Nach Jahrzehnten der gesellschaftlichen Blockade und der massiven Konfrontation in der Endlagerfrage für Atommüll liegt in den laufenden Gesprächen über einen Neubeginn bei der Endlagersuche grundsätzlich eine Chance. Wie ihr wisst haben wir in Niedersachsen mit Gorleben einen Standort, der willkürlich in einem Hinterzimmer ausgeguckt wurde und der illegal bis zum heutigen Stand ausgebaut wurde. Wir mussten immer wieder erleben, wie die sogenannten „Sicherheitskriterien“ an einen ungeeigneten Standort angepasst wurden. Wir haben mit Asse eine havarierte wilde Atommüllkippe, die noch vor wenigen Jahrzehnten als „sicher für alle Zeiten“ galt. Wir wissen, dass der etliche Millionen Jahre strahlende Atommüll über viele tausend menschliche Generationen hinweg sicher gelagert werden muss. Wir wissen, dass die Umsetzung eines Endlagerkonzepts etliche Legislaturperioden in Anspruch nehmen wird und deshalb ein gesellschaftlicher Konsens unverzichtbar ist.
Wir bedauern deshalb zutiefst, dass der gegenwärtige Prozess zur Erarbeitung eines Gesetzentwurfs höchst intransparent abläuft. Wir wollen nicht, dass Rechtsbrüche aus der Vergangenheit mit weißer Salbe übertüncht werden. Nach Jahrzehnten der Willkür, der Durchstecherei, der Geheimhaltung und der Intransparenz wissen wir, wie wichtig ein glaubwürdiger und transparenter Prozess bei einem Neubeginn ist.

- GESPEICHERTE DATEN:
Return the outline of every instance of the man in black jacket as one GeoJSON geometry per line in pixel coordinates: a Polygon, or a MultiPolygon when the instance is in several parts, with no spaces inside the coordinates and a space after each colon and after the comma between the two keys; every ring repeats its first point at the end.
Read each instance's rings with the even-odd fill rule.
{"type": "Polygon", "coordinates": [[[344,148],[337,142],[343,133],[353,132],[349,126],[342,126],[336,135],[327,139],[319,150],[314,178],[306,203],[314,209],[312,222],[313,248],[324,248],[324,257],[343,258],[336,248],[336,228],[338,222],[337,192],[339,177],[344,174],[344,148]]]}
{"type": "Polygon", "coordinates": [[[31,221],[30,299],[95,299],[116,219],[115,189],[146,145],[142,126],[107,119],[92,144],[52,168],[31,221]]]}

- ZU ERLEDIGENDE SCHRITTE:
1. Welcher Standort in Niedersachsen wurde laut dem Text zur Endlagersuche willkürlich in einem Hinterzimmer ausgeguckt?
2. Führe bitte den Text zur Endlagersuche im Anschluss an seinen letzten Satz fort.
Die Liste steht in keinem Zusammenhang mit dem Text zur Endlagersuche.

- GELÖSTE AUFGABEN:
1. Gorleben.

2.
Vor diesem Hintergrund sehen wir mit großer Sorge, dass Bundesvorstand und Bundestagsfraktion – der Bundesvorstand insbesondere mit dem jüngsten Beschluss - nun eine Beschleunigung des Gesetzgebungsprozesses betreiben, ohne dass glaubwürdige und substantielle Vorschläge zur Beteiligung der Zivilgesellschaft vorliegen oder geplant sind.
Ein Alibi-Symposium des Bundesumweltministeriums in der Sommerpause des Bundestages ist in jedem Fall nicht Ziel führend. Unsere Endlagerveranstaltung in Hannover und die Tagung in Ev. Akademie Loccum haben vielmehr sehr deutlich gezeigt, dass ein erfolgreicher Prozess nicht ohne eine öffentliche Erörterungsphase auskommt.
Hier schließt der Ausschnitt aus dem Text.